Selected passage
※ ※ ※

To Be Absent From the Body

Without any doubt, one of the most uncomfortable subjects that any human being has to confront in life is death. You do not have to be that well versed in reading the Bible, to adequately understand that death is a part of living. With the possible exception of those who will actually be alive at the moment of the Second Coming, the biological life functions of each and every one of us will cease. A mainstay, of both Judaism and Christianity, is the firm belief in the future resurrection of the dead. A Scripture passage like Daniel 12:1 unambiguously tells us, “Many of those who sleep in the dust of the ground will awake…” Everyone in today’s broad Messianic movement would rightfully agree that the deceased from all ages will have their physical remains reanimated and resurrected to new biological life.

Yet for many Jews, and many more Christians, questions abound about what is to occur between the moments of physical death and future resurrection. What happens to people? Do people somehow go into absolute unconsciousness, only to then be somehow recreated? Is the death of a human being little different than the death of an animal? Is the death of a human being much different than the death of an animal, with the consciousness of mind, memory, experience, and creativity—often more called in the vernacular to be a “soul”—temporarily held in another dimension until the resurrection?

This installment of the Confronting Issues series by Messianic Apologetics, To Be Absent From the Body, has brought together some important information and critical FAQ entries from the Messianic Apologetics website. There are definite questions of human dignity and worth to be evaluated regarding the intermediate state. This volume addresses this subject quite well. If you have a relative, a friend, or another loved one who has passed away knowing the Lord—you can be assured that he or she is consciously in His presence right now—but is also quite eager to return to the Earth to see His Kingdom restored!

※ ※ ※

Given records
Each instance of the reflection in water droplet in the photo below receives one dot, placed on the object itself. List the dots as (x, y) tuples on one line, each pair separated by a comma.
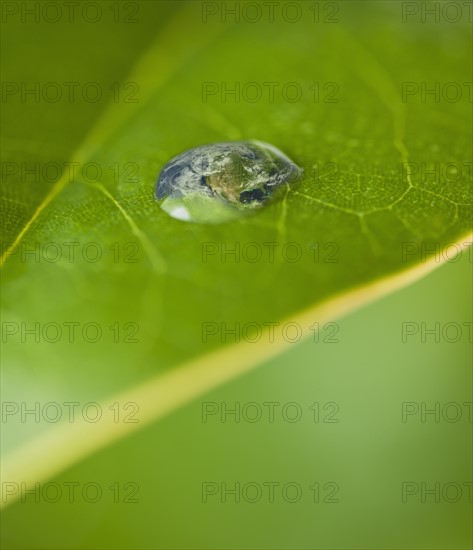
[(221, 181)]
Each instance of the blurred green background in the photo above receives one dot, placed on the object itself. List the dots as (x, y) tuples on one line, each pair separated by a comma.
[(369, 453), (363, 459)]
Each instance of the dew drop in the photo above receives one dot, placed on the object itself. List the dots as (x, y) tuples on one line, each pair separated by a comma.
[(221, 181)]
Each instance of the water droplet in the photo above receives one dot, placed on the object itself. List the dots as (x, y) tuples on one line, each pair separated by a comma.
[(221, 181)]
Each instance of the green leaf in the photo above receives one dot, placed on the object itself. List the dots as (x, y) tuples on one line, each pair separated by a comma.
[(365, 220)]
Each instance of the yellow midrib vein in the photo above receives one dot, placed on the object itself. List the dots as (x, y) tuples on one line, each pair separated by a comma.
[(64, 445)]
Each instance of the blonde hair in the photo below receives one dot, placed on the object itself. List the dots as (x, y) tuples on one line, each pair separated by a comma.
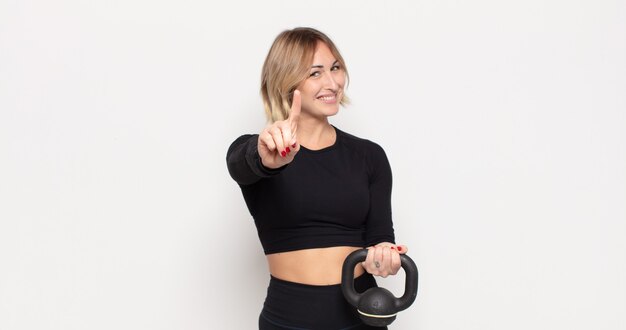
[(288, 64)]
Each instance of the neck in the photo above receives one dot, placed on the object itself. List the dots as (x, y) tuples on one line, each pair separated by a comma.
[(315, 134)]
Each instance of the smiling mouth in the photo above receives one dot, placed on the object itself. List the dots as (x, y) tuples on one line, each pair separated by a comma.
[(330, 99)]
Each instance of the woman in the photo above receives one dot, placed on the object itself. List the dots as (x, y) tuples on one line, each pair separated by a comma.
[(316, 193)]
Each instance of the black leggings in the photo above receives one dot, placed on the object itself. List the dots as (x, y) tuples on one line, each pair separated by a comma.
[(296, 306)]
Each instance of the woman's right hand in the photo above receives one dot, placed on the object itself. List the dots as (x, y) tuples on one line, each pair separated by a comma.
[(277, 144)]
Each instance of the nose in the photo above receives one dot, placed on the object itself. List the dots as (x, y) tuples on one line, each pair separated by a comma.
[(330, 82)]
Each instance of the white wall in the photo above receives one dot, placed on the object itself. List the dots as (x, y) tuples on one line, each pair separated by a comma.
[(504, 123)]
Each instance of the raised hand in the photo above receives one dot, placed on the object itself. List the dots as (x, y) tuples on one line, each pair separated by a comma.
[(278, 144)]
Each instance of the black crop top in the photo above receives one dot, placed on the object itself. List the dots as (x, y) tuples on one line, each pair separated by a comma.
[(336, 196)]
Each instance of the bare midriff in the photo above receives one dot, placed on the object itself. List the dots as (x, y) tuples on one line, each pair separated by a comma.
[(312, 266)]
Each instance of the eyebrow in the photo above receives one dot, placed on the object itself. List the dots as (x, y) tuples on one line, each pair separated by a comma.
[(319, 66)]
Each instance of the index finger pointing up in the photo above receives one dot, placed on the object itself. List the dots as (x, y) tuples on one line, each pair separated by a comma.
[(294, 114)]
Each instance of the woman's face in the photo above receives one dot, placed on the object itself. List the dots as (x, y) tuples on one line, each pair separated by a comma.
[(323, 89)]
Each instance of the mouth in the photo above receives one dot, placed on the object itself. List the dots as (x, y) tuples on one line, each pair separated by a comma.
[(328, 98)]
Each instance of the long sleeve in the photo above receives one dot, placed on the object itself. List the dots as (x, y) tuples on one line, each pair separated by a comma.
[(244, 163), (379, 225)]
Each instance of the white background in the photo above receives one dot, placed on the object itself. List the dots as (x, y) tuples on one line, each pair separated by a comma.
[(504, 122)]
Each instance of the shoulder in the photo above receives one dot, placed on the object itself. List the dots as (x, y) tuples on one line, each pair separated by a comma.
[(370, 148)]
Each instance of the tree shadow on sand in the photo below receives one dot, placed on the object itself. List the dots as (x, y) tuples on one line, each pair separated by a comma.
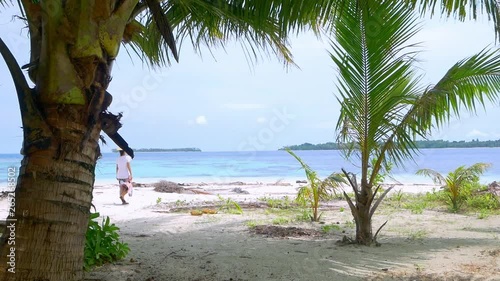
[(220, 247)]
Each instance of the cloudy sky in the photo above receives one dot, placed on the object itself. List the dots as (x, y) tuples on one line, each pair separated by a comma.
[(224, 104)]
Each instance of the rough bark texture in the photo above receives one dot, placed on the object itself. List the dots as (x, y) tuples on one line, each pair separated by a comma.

※ ※ ※

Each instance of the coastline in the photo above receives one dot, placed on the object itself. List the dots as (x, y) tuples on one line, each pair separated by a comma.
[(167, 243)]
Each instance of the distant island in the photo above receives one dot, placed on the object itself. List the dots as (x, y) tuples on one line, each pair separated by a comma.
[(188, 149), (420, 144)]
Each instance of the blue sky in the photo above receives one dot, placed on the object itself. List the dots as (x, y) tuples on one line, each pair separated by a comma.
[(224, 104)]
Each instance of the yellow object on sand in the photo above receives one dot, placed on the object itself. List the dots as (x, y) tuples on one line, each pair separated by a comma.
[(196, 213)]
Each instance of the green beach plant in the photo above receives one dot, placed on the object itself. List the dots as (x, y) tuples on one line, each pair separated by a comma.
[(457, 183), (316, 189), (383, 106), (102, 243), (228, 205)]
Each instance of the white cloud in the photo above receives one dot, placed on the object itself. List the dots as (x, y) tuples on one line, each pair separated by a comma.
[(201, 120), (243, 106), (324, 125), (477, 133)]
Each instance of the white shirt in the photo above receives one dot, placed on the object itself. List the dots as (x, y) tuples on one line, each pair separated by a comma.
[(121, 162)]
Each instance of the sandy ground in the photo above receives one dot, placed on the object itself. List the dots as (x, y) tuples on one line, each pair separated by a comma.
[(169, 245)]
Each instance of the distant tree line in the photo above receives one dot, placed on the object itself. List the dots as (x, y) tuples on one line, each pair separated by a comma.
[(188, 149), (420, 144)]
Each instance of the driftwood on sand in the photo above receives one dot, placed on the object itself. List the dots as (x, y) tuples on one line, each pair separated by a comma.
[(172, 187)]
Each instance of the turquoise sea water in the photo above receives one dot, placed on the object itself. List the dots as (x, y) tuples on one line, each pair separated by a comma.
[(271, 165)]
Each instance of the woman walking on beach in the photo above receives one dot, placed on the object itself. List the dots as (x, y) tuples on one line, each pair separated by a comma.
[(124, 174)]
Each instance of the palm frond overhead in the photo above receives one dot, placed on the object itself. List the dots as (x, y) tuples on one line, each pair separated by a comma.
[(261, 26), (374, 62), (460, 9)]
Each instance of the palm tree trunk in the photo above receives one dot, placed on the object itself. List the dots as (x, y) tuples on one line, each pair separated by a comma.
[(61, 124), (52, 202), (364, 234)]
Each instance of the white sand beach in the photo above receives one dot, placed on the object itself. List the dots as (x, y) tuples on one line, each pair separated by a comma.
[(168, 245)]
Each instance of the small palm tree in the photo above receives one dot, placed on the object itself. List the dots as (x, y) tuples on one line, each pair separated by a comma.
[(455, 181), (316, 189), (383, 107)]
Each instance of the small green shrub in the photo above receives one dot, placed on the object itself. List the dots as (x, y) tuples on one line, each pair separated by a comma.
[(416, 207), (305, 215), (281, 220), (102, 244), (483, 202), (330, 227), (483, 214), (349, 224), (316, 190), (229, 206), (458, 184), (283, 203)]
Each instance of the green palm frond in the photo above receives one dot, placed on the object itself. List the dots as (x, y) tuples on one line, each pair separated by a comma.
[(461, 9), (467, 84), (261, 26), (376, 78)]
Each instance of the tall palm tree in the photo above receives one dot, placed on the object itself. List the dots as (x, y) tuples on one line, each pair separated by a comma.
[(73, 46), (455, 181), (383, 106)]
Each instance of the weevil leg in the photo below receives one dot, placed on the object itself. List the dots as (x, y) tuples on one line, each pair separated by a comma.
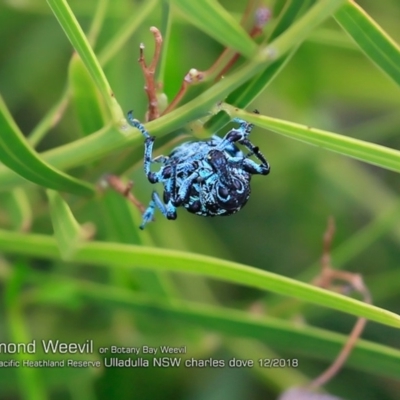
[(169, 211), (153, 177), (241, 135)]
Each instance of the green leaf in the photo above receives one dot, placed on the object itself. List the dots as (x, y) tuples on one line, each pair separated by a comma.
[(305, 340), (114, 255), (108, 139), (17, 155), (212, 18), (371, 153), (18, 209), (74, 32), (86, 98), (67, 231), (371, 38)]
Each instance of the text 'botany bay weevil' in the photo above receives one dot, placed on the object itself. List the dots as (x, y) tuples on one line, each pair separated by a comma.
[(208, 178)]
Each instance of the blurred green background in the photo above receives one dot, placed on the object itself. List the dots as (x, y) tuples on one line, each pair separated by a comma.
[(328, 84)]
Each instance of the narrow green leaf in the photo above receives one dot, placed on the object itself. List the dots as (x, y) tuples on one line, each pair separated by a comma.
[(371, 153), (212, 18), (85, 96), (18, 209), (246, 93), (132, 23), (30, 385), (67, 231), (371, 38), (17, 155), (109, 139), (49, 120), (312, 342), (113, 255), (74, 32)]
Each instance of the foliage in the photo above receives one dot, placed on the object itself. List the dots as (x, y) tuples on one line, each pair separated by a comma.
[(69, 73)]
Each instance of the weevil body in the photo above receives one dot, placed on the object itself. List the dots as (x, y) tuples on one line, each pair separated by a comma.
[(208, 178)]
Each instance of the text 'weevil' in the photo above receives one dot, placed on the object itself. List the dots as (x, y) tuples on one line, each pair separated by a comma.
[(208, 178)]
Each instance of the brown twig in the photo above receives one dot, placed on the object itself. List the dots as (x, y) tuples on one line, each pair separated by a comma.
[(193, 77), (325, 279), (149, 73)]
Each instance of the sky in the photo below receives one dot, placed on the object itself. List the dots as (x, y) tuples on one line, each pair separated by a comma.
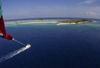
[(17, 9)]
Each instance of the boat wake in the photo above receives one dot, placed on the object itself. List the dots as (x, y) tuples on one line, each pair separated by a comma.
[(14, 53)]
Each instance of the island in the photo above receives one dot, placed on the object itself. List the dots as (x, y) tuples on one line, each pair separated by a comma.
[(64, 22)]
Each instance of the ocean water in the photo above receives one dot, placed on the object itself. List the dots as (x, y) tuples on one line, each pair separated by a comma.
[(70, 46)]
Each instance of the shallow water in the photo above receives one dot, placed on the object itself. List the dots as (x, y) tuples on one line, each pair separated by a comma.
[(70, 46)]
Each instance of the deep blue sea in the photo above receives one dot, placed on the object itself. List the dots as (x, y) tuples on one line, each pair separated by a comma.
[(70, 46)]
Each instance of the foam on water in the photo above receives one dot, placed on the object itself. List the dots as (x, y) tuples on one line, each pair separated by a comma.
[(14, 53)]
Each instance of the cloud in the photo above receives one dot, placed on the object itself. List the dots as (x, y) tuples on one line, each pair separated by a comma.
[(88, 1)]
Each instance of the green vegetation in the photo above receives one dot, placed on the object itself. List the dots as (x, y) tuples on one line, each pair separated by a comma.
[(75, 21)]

※ ※ ※

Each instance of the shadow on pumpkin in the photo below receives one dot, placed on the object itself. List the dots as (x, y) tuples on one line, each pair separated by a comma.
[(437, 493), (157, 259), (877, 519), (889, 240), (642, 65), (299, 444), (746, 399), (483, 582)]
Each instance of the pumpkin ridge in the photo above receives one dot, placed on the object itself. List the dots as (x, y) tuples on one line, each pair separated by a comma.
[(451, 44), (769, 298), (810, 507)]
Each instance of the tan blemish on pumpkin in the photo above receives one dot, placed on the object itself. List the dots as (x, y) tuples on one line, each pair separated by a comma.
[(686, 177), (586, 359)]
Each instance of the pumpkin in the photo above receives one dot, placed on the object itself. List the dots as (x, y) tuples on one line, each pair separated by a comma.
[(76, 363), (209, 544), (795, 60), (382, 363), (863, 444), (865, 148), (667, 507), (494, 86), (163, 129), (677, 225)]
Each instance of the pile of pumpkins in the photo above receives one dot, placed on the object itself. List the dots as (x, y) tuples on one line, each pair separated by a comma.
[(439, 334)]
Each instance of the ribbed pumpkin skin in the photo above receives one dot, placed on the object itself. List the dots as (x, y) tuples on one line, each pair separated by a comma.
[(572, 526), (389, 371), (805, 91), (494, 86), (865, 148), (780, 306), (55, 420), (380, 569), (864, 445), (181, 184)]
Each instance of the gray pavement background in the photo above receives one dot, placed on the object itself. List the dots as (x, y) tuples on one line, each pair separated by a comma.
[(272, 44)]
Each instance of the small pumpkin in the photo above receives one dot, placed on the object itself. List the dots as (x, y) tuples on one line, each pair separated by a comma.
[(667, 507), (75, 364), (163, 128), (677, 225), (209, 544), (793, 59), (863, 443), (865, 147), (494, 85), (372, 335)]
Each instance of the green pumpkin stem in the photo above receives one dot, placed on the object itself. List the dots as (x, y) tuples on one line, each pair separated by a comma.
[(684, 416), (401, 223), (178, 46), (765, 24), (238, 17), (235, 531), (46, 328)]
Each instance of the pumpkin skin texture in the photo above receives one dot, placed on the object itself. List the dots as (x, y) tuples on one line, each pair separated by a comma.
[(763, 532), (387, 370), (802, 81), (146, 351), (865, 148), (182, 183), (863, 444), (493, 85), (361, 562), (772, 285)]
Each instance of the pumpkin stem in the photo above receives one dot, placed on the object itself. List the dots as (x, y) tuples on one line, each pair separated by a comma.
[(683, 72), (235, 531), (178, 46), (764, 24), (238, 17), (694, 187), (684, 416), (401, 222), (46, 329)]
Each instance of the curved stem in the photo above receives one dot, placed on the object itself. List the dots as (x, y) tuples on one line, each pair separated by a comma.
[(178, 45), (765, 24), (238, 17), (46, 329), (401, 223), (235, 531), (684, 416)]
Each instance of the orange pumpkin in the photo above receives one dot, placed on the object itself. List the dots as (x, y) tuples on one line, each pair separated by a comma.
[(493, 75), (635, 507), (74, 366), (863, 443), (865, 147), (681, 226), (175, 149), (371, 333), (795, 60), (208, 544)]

※ ※ ※

Goal of the exercise
From the passage on death and the resurrection above, write out the words from "This installment of" up to and including "His Kingdom restored!", keeping them identical to the original.

Written response
This installment of the Confronting Issues series by Messianic Apologetics, To Be Absent From the Body, has brought together some important information and critical FAQ entries from the Messianic Apologetics website. There are definite questions of human dignity and worth to be evaluated regarding the intermediate state. This volume addresses this subject quite well. If you have a relative, a friend, or another loved one who has passed away knowing the Lord—you can be assured that he or she is consciously in His presence right now—but is also quite eager to return to the Earth to see His Kingdom restored!